Text under study:
================

‘Tower Of David’
After trudging through two episodes that mainly consisted of Clare Dane’s infamous wobbly chin, Brody’s back! Where has he been? Your guess is as good as ours, but we meet him after a near-fatal encounter with a group of Colombian’s keen to cash in on the $10 million bounty America has put on his head. Wounded, he is taken to the titular apartment block notable for its lack of walls, windows and its poorly rendered views of Venezuela. Here he is treated/held captive by a group of terrorists, who happen to have a history with Carrie, and by a doctor who likes to use his mysterious vocal tones to impart pointless wisdom on our male protagonist.
Anybody hoping that Brody’s return may herald the jump-start this season now so desperately needs are going to be sorely disappointed. Despite his return and the introduction of an abundance of new characters, this was another languorous episode primarily consisting of dull filler.

================

Copy out the full review of the "Tower Of David" episode word for word. The saved entries have nothing to do with this.

[Saved entries]
================

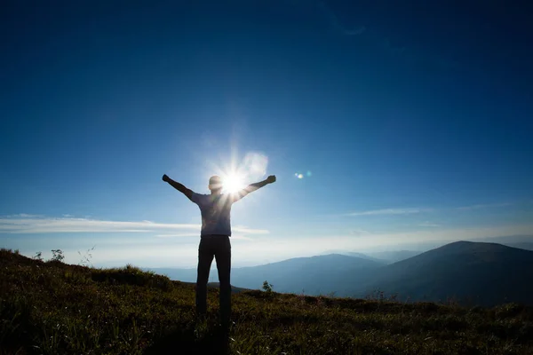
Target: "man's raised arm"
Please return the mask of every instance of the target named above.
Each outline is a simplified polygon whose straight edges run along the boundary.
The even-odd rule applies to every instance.
[[[193,201],[193,191],[185,187],[185,185],[179,184],[178,181],[174,181],[170,178],[166,174],[163,176],[163,181],[169,183],[176,190],[186,195],[189,200]]]
[[[271,175],[266,178],[263,181],[259,181],[259,183],[250,184],[248,186],[244,187],[243,190],[234,193],[233,201],[236,201],[241,200],[243,197],[246,196],[250,193],[253,193],[254,191],[275,182],[275,175]]]

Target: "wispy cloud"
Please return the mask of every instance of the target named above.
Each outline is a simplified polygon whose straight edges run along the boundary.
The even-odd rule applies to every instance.
[[[414,213],[429,212],[432,209],[372,209],[361,212],[352,212],[346,214],[346,216],[379,216],[379,215],[411,215]]]
[[[156,233],[167,237],[198,235],[200,225],[168,224],[152,221],[126,222],[74,217],[45,217],[30,215],[0,217],[0,233],[33,234],[52,233]],[[184,233],[176,233],[184,231]],[[267,234],[264,229],[236,226],[233,231],[242,234]],[[163,237],[162,237],[163,238]]]
[[[511,206],[513,205],[513,203],[510,202],[504,202],[504,203],[486,203],[486,204],[477,204],[477,205],[471,205],[471,206],[462,206],[462,207],[457,207],[456,209],[458,210],[472,210],[472,209],[489,209],[491,207],[507,207],[507,206]]]
[[[438,223],[426,221],[426,222],[419,223],[418,225],[419,227],[440,227],[442,225],[439,225]]]
[[[366,211],[360,212],[351,212],[347,213],[345,216],[379,216],[379,215],[412,215],[416,213],[425,213],[425,212],[434,212],[434,211],[452,211],[452,210],[460,210],[460,211],[469,211],[474,209],[489,209],[489,208],[497,208],[497,207],[508,207],[512,206],[511,202],[503,202],[503,203],[486,203],[486,204],[474,204],[469,206],[461,206],[461,207],[452,207],[449,209],[422,209],[422,208],[406,208],[406,209],[371,209]],[[440,226],[440,225],[425,222],[424,224],[420,224],[420,226]]]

================

Your response:
‘Tower Of David’
After trudging through two episodes that mainly consisted of Clare Dane’s infamous wobbly chin, Brody’s back! Where has he been? Your guess is as good as ours, but we meet him after a near-fatal encounter with a group of Colombian’s keen to cash in on the $10 million bounty America has put on his head. Wounded, he is taken to the titular apartment block notable for its lack of walls, windows and its poorly rendered views of Venezuela. Here he is treated/held captive by a group of terrorists, who happen to have a history with Carrie, and by a doctor who likes to use his mysterious vocal tones to impart pointless wisdom on our male protagonist.
Anybody hoping that Brody’s return may herald the jump-start this season now so desperately needs are going to be sorely disappointed. Despite his return and the introduction of an abundance of new characters, this was another languorous episode primarily consisting of dull filler.